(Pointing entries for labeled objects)
+++++

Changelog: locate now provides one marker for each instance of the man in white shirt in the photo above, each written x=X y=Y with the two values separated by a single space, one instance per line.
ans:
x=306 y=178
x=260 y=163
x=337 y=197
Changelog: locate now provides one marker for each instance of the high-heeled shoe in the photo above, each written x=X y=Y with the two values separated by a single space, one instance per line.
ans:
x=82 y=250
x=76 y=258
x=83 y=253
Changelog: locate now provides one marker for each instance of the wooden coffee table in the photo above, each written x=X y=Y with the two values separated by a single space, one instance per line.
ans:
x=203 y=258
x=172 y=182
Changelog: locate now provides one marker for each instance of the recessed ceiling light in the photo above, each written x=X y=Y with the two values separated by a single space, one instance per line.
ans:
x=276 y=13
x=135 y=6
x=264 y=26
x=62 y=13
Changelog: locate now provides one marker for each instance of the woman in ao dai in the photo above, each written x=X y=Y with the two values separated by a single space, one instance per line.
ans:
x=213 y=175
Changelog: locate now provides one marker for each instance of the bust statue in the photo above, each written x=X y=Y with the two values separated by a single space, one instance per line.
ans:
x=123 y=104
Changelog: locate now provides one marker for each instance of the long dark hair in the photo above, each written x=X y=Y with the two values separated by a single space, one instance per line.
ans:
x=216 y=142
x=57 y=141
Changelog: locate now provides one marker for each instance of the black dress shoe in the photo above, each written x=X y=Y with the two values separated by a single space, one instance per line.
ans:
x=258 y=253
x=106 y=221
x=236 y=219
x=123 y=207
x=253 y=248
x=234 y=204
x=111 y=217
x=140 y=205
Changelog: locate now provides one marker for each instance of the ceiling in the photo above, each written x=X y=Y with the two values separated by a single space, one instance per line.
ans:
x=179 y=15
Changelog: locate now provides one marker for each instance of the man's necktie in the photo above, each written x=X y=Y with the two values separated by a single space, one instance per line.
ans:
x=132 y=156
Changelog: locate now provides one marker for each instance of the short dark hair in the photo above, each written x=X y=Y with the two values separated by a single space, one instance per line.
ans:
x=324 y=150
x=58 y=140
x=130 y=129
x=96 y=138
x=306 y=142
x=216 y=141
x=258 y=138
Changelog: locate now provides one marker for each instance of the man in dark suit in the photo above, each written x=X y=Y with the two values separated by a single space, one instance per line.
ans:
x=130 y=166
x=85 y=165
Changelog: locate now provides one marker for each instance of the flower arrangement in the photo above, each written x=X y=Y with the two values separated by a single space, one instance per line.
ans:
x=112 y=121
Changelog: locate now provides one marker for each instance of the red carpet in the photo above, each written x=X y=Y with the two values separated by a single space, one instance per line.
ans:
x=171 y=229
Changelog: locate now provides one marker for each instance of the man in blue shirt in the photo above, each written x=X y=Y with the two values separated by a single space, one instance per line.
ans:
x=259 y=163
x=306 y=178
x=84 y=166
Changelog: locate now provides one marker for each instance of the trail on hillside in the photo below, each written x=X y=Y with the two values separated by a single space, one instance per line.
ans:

+++++

**EXERCISE:**
Please reproduce the data verbatim, beginning with its first line and continuing through the line that contains "x=213 y=175", with both ends included.

**SOLUTION FOR THIS EXERCISE:**
Changelog: locate now provides one marker for each instance of the man in white shirt in the photo above, each written x=X y=Y with the two values separated by a single space, one instance per line.
ans:
x=306 y=178
x=260 y=163
x=337 y=197
Changelog: locate now provides one marker for each instance of the high-heeled shoe in the photo above, each written x=X y=Y with the two values separated by a single space, one instance per line.
ans:
x=82 y=250
x=76 y=258
x=83 y=253
Changelog: locate now provides one marker for each instance of the wooden coffee table in the photo above, each written x=X y=Y with the two values separated by a single space, one instance per line.
ans:
x=203 y=258
x=172 y=182
Changelog: locate now provides one marker for each instance of the recessed ceiling light in the photo above, each written x=X y=Y with the two values separated by a single space, one instance per line.
ans:
x=276 y=13
x=135 y=6
x=264 y=26
x=62 y=13
Changelog: locate now provides one marker for each instance of the woman in ao dai in the photo above, each written x=X y=Y with the two values separated by a single space, one instance per line.
ans:
x=213 y=175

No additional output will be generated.